MATERIAL TO PROCESS:
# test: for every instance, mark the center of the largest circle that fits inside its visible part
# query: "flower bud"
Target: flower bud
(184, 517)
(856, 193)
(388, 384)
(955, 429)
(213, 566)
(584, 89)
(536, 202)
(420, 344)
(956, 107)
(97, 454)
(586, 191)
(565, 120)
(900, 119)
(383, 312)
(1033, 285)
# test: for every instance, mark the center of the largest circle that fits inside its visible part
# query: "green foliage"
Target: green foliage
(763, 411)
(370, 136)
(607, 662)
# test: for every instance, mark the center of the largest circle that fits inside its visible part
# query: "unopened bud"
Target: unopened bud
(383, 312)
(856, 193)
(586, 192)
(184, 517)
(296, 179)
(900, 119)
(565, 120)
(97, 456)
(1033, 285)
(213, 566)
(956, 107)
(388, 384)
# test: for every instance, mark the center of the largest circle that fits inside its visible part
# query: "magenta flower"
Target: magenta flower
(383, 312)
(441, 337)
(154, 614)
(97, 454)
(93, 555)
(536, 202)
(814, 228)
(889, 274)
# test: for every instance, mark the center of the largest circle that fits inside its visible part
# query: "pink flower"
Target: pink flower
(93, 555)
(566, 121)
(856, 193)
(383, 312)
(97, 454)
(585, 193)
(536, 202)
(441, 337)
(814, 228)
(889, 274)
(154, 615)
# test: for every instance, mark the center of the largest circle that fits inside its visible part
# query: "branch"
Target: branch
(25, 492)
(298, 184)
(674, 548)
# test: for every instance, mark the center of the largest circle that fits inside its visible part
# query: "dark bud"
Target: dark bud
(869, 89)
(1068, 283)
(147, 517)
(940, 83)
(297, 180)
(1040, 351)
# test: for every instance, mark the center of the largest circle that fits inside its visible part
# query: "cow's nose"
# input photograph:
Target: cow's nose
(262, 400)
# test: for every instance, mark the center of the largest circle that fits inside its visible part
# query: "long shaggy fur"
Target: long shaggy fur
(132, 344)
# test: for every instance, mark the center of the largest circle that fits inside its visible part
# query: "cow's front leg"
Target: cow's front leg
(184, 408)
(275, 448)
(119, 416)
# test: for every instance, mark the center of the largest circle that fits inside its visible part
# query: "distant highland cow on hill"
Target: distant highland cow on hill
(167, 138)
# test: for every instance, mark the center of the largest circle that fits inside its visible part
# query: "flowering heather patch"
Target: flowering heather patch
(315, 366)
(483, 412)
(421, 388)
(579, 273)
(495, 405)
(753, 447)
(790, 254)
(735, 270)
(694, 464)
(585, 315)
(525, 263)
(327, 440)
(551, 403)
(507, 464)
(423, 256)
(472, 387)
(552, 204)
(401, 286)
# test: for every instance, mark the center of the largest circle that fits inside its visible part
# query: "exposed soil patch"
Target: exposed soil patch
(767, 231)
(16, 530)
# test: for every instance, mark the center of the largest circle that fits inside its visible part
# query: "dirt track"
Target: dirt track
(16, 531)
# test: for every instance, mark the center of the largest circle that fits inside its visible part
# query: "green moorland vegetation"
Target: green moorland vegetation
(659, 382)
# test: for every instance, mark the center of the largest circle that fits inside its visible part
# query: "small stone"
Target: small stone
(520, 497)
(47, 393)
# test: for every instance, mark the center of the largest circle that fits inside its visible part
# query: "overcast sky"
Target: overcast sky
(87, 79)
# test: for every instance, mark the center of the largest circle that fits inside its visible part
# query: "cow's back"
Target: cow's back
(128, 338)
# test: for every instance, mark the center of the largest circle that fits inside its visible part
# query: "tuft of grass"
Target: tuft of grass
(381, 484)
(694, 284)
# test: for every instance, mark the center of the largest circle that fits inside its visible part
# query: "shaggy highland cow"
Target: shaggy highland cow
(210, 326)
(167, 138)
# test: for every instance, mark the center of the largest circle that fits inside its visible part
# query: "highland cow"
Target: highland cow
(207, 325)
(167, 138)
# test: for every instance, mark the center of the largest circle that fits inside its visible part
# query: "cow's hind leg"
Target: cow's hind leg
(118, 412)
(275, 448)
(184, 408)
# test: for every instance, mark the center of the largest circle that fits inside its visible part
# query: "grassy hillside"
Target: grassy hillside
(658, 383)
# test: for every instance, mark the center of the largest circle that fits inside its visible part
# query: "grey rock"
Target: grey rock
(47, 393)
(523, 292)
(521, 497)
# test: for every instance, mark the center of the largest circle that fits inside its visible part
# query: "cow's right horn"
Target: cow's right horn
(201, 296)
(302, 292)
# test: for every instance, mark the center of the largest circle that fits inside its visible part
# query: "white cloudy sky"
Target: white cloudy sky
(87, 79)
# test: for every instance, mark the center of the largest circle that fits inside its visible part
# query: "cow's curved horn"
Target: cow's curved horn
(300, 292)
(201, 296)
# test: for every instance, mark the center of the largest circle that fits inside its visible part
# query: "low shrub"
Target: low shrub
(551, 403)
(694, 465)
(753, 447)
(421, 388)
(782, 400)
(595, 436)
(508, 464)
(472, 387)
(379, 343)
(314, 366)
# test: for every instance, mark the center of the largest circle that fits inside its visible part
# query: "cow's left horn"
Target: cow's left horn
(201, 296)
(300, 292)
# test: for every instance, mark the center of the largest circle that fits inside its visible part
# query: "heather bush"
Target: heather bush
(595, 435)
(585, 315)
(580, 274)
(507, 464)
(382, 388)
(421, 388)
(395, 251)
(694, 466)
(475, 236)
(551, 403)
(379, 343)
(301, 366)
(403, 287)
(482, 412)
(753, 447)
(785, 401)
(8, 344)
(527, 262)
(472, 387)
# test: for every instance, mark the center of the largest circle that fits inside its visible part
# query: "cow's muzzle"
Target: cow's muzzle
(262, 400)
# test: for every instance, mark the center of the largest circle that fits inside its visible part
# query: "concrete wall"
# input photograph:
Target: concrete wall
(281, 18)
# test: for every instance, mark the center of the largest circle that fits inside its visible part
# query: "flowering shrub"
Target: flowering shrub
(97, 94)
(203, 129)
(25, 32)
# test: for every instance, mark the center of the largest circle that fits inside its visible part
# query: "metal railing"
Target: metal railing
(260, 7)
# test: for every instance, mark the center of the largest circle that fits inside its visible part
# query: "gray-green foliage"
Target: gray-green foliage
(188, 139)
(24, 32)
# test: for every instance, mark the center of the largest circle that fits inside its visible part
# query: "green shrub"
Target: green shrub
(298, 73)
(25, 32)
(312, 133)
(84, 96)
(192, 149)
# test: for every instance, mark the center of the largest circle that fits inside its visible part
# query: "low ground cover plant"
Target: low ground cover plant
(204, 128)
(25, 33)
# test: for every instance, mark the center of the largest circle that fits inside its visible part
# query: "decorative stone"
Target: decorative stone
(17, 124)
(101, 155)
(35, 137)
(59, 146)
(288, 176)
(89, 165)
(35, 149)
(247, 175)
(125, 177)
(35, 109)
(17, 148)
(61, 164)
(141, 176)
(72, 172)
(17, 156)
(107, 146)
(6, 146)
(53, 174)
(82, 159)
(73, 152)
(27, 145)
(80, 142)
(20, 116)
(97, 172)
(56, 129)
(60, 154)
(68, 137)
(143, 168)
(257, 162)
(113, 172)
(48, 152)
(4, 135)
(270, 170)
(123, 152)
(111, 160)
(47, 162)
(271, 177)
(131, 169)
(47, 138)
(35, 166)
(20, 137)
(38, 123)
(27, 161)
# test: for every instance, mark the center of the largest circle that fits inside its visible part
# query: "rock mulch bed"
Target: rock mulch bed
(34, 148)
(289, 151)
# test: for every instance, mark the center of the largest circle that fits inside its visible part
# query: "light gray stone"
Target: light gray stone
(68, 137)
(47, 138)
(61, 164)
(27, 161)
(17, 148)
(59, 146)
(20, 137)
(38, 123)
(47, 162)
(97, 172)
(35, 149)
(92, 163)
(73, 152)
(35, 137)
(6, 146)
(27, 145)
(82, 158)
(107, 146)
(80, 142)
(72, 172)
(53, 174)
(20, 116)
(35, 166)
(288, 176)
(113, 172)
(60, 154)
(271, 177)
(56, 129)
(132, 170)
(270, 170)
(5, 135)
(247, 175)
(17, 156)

AIM: List every line of the rows above that contains the word "wall". Match its case exactly.

RESULT OF THE EXERCISE:
# query: "concrete wall"
Target: concrete wall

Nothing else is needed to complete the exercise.